Het is hoe dan ook de vraag wat er schort aan het zionisme. Is het immers niet het zionisme zelf dat steeds weer Palestijns verzet oproept.?Een indicatie daarvan is ook dat eeuwenlang een kleine orthodox-joodse minderheid (van 3 a 4 procent) in Jeruzalem, Jaffa en Haifa in harmonie heeft samengeleefd met de Palestijnse meerderheid. Als dat na de komst van de settlers drastisch veranderde, kun je je afvragen of de zionisten van het eerste uur zich wellicht niet hebben vergist met hun droom om tweeduizend jaar geschiedenis terug te willen draaien. Vele zionisten wisten overigens niet eens dat Palestina bewoond was. Theodor Herzl, de vader van de idee, wist dat wel. Hij koos voor Uganda. Later ging hij akkoord met Palestina en bedacht als strategie de bezitters uit te kopen, ‘de landgoederen te onteigenen en de arme bevolking stiekem over de grens proberen te zetten’.

Vrienden worden met je buren is bij een settlers-kolonisatie een eerste vereiste. De zionistische pioniers deden precies het tegendeel. Ze voelden zich westers en ‘beschaafd’ en gedroegen zich arrogant en koloniaal jegens de autochtonen. De Russische jood Asher Ginzberg (1856-1927), die deze attitude scherp veroordeelde, signaleert: “Onze broeders behandelen de Arabieren vijandig en wreed, en scheppen daar nog over op ook, net als de slaaf die koning is geworden.” (De Brug, september 2003.) Vergeten wordt vaak ook dat de gezaghebbende joodse politiekfilosoof Hannah Arendt later in 1944 krachtig stelling nam tegen een joodse staat, die volgens haar ‘tot een onoverkomelijk joods-Palestijns conflict’ zou leiden en die al spoedig zou ‘degeneren tot een kleine oorlogsstam als Sparta. Het zal een catastrofe worden’ (De Groene Amsterdammer, 3 augustus 2002).

Opdracht:
Welke personen worden in de leestekst bij naam genoemd? Geef ze allemaal. Het materiaal dat hierna komt, heeft niets met de leestekst te maken.

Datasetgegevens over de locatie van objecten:
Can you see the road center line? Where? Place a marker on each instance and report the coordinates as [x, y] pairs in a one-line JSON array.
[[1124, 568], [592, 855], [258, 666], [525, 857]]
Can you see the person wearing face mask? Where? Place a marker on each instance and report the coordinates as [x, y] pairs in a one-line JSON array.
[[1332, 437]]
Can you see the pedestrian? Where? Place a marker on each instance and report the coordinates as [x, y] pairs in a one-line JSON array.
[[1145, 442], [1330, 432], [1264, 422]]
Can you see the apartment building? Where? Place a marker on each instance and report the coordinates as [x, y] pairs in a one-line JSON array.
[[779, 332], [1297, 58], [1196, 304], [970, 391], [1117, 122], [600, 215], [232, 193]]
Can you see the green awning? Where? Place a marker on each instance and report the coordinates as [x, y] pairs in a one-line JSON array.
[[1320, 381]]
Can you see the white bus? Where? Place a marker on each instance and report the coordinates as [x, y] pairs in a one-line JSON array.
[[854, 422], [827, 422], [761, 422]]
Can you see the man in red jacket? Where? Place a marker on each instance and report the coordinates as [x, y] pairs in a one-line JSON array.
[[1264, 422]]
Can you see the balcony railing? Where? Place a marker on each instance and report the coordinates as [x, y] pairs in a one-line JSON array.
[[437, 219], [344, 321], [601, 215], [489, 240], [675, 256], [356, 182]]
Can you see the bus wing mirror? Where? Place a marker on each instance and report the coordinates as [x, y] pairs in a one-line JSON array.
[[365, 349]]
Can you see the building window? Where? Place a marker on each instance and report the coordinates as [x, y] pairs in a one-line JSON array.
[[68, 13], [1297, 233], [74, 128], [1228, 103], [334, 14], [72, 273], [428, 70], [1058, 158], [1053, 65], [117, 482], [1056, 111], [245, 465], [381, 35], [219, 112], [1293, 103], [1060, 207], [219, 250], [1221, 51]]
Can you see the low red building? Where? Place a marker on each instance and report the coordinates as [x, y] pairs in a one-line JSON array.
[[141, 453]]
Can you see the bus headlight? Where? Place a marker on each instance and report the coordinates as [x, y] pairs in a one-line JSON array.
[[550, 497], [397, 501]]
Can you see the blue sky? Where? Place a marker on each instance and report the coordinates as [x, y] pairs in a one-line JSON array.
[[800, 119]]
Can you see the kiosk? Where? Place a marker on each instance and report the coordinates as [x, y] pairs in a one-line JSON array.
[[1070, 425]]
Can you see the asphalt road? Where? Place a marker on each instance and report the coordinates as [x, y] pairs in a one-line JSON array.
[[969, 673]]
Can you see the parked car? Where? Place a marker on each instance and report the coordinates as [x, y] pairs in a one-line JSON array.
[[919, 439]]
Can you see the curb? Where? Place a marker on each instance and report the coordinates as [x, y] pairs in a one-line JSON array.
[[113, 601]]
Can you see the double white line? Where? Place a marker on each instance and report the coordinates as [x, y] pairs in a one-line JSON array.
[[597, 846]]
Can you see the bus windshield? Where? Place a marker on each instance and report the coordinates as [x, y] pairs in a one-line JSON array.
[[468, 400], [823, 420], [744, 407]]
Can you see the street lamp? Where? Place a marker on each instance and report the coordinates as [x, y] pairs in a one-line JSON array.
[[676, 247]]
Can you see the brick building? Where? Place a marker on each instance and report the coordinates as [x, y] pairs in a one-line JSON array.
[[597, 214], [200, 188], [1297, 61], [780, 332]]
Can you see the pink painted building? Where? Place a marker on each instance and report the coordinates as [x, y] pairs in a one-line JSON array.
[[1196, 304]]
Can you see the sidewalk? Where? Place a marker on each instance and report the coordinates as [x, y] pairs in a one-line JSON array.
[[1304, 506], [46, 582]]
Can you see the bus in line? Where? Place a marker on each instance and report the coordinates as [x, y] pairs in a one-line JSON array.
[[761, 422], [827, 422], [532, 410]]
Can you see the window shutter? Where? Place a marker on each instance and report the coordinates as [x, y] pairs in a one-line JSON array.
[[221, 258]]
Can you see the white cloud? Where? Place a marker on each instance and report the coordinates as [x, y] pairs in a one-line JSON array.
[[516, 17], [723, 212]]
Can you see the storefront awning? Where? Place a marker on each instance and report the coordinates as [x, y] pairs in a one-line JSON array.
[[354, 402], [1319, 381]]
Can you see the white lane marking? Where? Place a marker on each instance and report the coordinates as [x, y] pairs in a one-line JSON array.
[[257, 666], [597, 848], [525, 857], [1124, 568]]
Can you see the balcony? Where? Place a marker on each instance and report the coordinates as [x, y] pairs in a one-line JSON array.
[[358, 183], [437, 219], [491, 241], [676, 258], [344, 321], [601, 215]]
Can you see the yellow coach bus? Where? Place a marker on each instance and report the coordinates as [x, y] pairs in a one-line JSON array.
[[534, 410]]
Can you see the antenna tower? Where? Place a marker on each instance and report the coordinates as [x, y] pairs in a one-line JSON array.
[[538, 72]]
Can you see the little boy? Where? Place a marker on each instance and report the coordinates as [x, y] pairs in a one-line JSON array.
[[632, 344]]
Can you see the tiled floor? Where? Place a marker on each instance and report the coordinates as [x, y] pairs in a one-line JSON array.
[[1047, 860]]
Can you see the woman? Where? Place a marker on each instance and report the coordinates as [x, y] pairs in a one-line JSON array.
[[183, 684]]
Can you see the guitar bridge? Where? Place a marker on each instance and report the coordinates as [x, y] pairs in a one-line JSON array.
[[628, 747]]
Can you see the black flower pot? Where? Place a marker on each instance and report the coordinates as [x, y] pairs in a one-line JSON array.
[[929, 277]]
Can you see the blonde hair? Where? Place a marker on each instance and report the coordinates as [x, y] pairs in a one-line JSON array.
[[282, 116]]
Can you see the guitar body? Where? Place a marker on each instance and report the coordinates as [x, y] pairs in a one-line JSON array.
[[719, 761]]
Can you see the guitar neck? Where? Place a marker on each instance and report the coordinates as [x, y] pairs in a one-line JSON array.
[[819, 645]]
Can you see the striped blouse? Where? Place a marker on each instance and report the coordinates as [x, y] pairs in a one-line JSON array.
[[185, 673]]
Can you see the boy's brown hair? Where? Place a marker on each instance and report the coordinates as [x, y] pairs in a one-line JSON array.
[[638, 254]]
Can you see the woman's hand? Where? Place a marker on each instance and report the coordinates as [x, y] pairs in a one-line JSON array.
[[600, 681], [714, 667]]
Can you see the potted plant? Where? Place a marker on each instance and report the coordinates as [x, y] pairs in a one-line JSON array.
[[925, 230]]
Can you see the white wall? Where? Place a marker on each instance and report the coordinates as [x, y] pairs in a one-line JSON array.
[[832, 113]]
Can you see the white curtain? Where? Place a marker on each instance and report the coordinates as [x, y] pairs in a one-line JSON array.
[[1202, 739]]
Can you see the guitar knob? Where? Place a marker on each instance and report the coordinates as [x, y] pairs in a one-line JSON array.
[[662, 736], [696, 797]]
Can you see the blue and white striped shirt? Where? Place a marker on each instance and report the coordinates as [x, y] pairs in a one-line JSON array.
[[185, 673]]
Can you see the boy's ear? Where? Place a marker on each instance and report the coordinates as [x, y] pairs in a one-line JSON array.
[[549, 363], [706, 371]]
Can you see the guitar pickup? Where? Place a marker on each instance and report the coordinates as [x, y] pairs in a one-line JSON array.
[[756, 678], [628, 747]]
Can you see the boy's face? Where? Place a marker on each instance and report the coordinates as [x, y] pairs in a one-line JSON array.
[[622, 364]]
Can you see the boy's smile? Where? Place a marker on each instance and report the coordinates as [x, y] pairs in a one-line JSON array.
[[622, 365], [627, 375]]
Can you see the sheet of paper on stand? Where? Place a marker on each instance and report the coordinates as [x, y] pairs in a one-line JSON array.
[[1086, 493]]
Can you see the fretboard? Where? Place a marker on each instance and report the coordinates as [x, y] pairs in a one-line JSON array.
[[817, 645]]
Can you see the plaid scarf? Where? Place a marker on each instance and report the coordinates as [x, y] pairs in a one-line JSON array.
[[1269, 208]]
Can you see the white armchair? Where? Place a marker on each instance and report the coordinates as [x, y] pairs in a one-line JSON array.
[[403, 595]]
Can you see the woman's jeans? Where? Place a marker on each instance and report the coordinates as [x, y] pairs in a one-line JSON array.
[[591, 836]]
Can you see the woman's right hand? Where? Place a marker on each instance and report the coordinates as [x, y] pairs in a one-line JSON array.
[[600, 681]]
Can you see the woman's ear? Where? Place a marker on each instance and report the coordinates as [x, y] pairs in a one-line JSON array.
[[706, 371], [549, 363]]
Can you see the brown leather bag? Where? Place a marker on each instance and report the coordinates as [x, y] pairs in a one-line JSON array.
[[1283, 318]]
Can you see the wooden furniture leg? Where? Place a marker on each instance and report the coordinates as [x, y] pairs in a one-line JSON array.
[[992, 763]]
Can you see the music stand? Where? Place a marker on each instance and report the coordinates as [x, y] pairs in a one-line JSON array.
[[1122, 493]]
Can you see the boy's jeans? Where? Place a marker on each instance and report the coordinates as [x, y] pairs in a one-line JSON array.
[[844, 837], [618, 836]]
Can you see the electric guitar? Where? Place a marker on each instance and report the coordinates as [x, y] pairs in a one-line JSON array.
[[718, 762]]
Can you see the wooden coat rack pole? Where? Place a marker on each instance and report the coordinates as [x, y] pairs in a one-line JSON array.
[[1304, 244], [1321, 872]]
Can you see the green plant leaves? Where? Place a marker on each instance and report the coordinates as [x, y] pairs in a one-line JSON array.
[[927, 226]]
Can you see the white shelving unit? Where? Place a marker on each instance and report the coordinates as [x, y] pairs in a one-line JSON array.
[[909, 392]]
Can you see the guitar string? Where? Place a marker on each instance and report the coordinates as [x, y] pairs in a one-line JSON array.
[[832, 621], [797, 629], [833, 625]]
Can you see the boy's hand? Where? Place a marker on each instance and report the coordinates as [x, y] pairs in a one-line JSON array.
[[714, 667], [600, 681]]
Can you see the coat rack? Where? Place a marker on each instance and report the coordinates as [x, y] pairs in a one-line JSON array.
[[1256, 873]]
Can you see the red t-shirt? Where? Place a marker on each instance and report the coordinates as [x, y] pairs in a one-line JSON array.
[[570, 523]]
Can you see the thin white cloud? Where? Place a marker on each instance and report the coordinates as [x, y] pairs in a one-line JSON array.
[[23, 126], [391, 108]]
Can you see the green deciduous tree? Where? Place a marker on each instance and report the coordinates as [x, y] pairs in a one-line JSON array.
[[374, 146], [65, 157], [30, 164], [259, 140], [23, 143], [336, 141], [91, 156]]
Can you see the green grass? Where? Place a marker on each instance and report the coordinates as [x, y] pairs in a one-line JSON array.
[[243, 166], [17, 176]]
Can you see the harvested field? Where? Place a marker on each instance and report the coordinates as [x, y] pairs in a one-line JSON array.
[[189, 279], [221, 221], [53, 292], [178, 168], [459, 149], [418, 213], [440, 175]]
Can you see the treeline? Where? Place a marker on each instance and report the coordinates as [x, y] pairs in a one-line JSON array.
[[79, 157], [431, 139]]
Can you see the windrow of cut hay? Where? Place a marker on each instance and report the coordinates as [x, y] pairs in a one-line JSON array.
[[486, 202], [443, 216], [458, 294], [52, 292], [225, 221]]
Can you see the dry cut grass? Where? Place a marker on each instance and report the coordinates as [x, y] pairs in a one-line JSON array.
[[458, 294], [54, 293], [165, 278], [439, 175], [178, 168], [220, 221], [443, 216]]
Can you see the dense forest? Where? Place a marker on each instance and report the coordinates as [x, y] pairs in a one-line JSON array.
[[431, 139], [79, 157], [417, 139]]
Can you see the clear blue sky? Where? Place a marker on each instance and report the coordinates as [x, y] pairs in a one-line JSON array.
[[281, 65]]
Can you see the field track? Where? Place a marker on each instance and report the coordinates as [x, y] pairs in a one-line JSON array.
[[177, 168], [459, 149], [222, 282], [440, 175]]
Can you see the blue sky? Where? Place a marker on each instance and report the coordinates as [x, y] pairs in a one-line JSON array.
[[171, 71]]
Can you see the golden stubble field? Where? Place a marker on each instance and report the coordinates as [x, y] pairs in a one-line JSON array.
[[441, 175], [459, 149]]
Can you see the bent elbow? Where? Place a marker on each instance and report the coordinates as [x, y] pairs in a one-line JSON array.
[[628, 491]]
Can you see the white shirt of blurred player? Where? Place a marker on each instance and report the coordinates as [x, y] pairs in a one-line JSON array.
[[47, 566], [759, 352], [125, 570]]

Antwoord:
Theodor Herzl, Asher Ginzberg en Hannah Arendt.